Supplied text:
— Start —

Early in January, 1869, when he was about to leave Poverty Bay to resume the campaign against Titokowaru in Taranaki, Colonel Whitmore believed that Te Kooti had been so badly defeated at Ngatapa that it was most unlikely that he would ever again prove a menace. In a dispatch to the Government he went so far as to suggest that the arch-rebel might have been among the rebels whom the Ngati-Porou overtook and slew after the pa was found to have been abandoned. “At all events,” he added, “Te Kooti—defeated, twice wounded, a fugitive and failing in his prophecies—is not likely again to trouble the district, or even again to assemble a band of assassins, should he survive the hardships before him, or escape the vengeance of the Urewera, who will look upon him as an impostor.”

Nothing was heard of Te Kooti and his followers for over two months. They were believed to be in hiding in the very depths of the Urewera Country. In strict fact they had moved only a short distance from Ngatapa. At a secluded spot—called by the rebels “Koraha” and now known as “Te Kooti's Clearing” —Te Kooti established a base, and built up his attenuated force to 140. Raids were made upon several settlements on the Bay of Plenty coast in March, 1869. Then, partly with the object of putting the authorities off the scent, but mainly in order to gain additional recruits, Te Kooti moved over to Ruatahuna, where he was hospitably received by the Urewera. Some of them joined him then, and others subsequently.

With Te Kooti still a grave menace on the eastern side of the North Island, and Titokowaru in charge of a large slice of Taranaki, the Government greatly feared that the embers of disloyalty in other districts would burst into flame. All the Imperial regiments (except the 18th Royal Irish, which was stationed at Auckland) had already left the colony in pursuance of a request by the Weld Government in 1864. Governor Bowen had told the Duke of Buckingham (7/12/1868) “that many competent judges believe that the entire withdrawal of the Queen's troops may lead to a general rising throughout the North Island, and, possibly, to tragedies as dreadful as those of Poverty Bay and Cawnpore.” A reply came to hand to the effect that the Home authorities considered that the colonists should now be required page 282 to rely upon their own exertions for the internal defence of the colony. However, negotiations for the retention of the 18th Royal Irish Regiment were continued.

The risk that Te Kooti might make other raids was considered so great in Poverty Bay and at Wairoa that all the settlers and friendly natives were required to hold themselves in readiness to assist in repelling an attack. Some natives in each district continued to be held suspect; from time to time marauders were reported in various localities; and numerous “scares” proved very unsettling. Life in Poverty Bay in 1869 is vividly pictured in Colonel T. W. Porter's diary, which is now in the Alexander Turnbull Library (Wellington). Among the earliest items are the following:

January 16: Natives to furnish guard at courthouse alternately with Militia.
February 12: Temporary barracks at Makaraka finished.
March 8: Working party out in bush getting posts for palisading of stockade.
March 13: Reported fires seen in the ranges and scouting party sent out.
March 22: Militia parade at courthouse at 2 p.m.; Militia Act read.
March 27: Public meeting at Bradley's [Albion Hotel] to ask the R.M. re removal of Hauhau prisoners to a place of safety; to petition the Governor on the subject; and to take into consideration the present unprotected state of Poverty Bay.
March 29: Non-com. officer in charge of prisoners notified that he is to be held responsible that they hold no communication with other natives.

— End —

Data segment:

— Start —

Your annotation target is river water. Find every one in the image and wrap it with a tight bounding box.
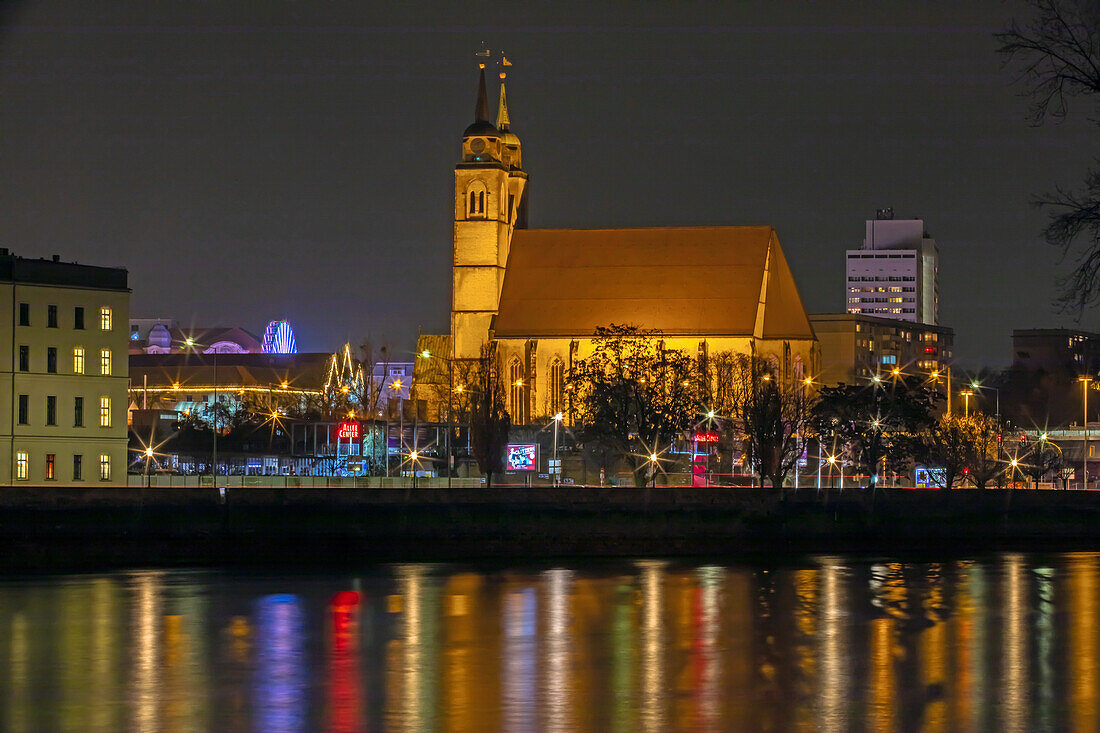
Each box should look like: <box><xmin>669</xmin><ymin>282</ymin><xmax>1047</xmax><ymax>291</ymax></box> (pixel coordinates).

— End —

Exercise task:
Using the text about Te Kooti above, answer each question briefly.
(a) To what number did Te Kooti build up his force at the base now known as "Te Kooti's Clearing"?
(b) Which Imperial regiment had not left the colony, and where was it stationed?
(c) According to Colonel T. W. Porter's diary, what was finished on February 12?

Response to the task:
(a) 140
(b) The 18th Royal Irish, stationed at Auckland
(c) The temporary barracks at Makaraka